- Tasks to complete
1 – In the passage about writing a game column before the game ends, how much time before deadline did getting postgame quotes require?
2 – Carry on the passage about writing a game column on deadline, starting after its final sentence.

- Exercise passage
↓
You may ask, how can you write a gamer before it ends, to say nothing of a column, which is supposed to be more than routine play-by-play?

Beats me. All we could do was figure out how to be as good as we could under the circumstances.

For me, that meant:

1. Get pregame quotes, with something timeless, informative and/or entertaining in them, hopefully.

2. Write the bottom of the column first at halftime, beginning with the quotes, filling in with the events that led up to the game and (sorry) play-by-play.

Quotes in midstory made it look as if it was reported thoroughly, unless you read closely enough to realize they were all before the game, which was now long over.

2. When the game ended, slap the best lead I could come up with on top. Postgame quotes were nice, even if they weren’t great, to show this wasn’t a total finesse job—but required at least 20 minutes before deadline for the coach to speak and the players to then become available, so you could ask a question pointed enough to get anything better than, “We missed a lot of open looks, and, of course, they shot all those free throws, but I can’t comment on the officiating.”
↑
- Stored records
↓
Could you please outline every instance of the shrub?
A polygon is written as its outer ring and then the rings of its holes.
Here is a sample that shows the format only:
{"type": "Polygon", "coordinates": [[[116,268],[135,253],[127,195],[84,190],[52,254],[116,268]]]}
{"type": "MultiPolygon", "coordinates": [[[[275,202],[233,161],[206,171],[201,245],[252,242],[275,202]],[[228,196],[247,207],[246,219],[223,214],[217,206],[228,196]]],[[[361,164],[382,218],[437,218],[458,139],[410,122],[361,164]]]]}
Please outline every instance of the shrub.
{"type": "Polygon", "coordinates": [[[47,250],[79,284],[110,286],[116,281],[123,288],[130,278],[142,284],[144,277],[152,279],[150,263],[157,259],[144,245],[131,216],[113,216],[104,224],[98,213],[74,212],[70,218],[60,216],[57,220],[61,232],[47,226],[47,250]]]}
↑
- Your written answers
1 – At least 20 minutes before deadline.

2 –
3. Try not to let it get to you and go home depressed.

This was easier when the games were one-sided.

The tough games were the ones with great finishes, when you didn’t have time to say much more than “The finish was great.”

In other words, the newspapers that landed on doorsteps the next morning were scamming our readers more and more, while ESPN, Yahoo, YouTube, et al., provided more and more sooner and sooner—including video of postgame interviews, in which we were the ones asking the questions.

Of course, the people we scammed were those running our papers, talking about the bang-up job we were still doing, which made it feel OK to make more compromises.

TV and the Internet slashed our audience, not by offering more (since we soon offered as much or more online) but by being user-friendlier platforms.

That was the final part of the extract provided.